> **Directive**:
Reproduce the lines of the records starting with the line containing "Each instance receives one keypoint. Tag the outstretched" and going on through the line containing "<point>137,164</point>", substituting "raised arm" for "outstretched hand" and leaving everything else unchanged.

Records:
....
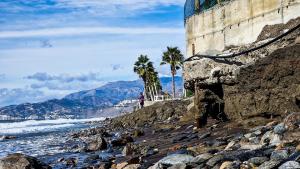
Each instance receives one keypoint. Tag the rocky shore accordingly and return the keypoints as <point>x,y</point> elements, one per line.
<point>261,98</point>
<point>160,136</point>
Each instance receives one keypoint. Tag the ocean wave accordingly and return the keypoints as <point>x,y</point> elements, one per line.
<point>35,126</point>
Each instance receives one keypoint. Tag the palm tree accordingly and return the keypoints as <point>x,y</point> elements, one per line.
<point>141,66</point>
<point>174,58</point>
<point>146,71</point>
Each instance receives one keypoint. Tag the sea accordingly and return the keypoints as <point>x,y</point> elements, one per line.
<point>44,139</point>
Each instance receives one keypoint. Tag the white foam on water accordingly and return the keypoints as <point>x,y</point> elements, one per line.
<point>35,126</point>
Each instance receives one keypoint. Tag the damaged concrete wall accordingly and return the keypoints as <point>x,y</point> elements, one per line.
<point>236,23</point>
<point>264,83</point>
<point>267,89</point>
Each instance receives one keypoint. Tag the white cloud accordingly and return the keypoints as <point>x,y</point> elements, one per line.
<point>117,7</point>
<point>2,76</point>
<point>20,95</point>
<point>65,78</point>
<point>73,31</point>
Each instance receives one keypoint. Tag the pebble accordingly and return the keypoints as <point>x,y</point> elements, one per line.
<point>279,129</point>
<point>269,164</point>
<point>258,160</point>
<point>290,165</point>
<point>202,158</point>
<point>279,155</point>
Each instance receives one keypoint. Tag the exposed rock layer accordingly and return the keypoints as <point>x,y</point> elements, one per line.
<point>270,87</point>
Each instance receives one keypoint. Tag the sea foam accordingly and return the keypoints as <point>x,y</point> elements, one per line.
<point>36,126</point>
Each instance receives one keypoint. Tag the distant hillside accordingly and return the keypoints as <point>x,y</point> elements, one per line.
<point>78,105</point>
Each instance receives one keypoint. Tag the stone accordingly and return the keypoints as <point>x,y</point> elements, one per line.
<point>271,138</point>
<point>121,165</point>
<point>249,135</point>
<point>138,133</point>
<point>275,140</point>
<point>290,165</point>
<point>292,121</point>
<point>230,145</point>
<point>216,159</point>
<point>257,132</point>
<point>96,144</point>
<point>202,158</point>
<point>71,162</point>
<point>254,140</point>
<point>269,164</point>
<point>178,166</point>
<point>20,161</point>
<point>122,141</point>
<point>279,129</point>
<point>127,150</point>
<point>133,166</point>
<point>219,143</point>
<point>258,160</point>
<point>176,159</point>
<point>205,135</point>
<point>279,155</point>
<point>91,159</point>
<point>265,139</point>
<point>250,146</point>
<point>106,165</point>
<point>226,165</point>
<point>271,124</point>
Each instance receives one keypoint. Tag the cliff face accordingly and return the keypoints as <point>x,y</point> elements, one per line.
<point>264,83</point>
<point>268,88</point>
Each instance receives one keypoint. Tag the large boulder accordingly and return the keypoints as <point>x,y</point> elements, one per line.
<point>98,143</point>
<point>20,161</point>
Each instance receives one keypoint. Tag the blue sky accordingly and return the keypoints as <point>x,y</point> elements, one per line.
<point>50,48</point>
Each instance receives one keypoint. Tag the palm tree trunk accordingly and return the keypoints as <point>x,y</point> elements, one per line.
<point>173,84</point>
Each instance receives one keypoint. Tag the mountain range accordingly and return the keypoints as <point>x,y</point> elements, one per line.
<point>83,103</point>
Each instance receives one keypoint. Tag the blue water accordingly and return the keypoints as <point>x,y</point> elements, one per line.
<point>40,138</point>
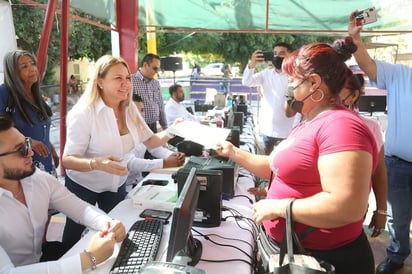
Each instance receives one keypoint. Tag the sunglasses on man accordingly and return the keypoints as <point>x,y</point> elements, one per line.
<point>23,149</point>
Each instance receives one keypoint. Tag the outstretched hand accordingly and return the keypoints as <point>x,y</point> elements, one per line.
<point>353,29</point>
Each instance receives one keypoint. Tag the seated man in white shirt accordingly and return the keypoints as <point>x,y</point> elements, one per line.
<point>26,194</point>
<point>174,109</point>
<point>137,164</point>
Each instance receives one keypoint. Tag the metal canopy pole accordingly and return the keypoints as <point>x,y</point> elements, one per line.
<point>127,24</point>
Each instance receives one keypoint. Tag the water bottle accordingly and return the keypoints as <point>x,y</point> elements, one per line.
<point>229,101</point>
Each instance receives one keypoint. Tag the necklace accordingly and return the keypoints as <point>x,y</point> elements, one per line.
<point>18,193</point>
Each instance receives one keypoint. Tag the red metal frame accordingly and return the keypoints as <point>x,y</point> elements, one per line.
<point>128,27</point>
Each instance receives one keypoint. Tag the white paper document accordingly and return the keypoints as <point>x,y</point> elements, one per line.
<point>207,136</point>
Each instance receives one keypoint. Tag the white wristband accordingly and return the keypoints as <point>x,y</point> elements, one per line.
....
> **Answer to the task**:
Each instance receives one keypoint. Tag the raised arm accordingly and return the keypoints as <point>x,y</point> elements, one per line.
<point>353,29</point>
Each instance receives one keypoint. Tag the seated man in white shirt accordingly and return the keypoints as <point>x,y</point> elements, one per line.
<point>26,194</point>
<point>174,109</point>
<point>137,164</point>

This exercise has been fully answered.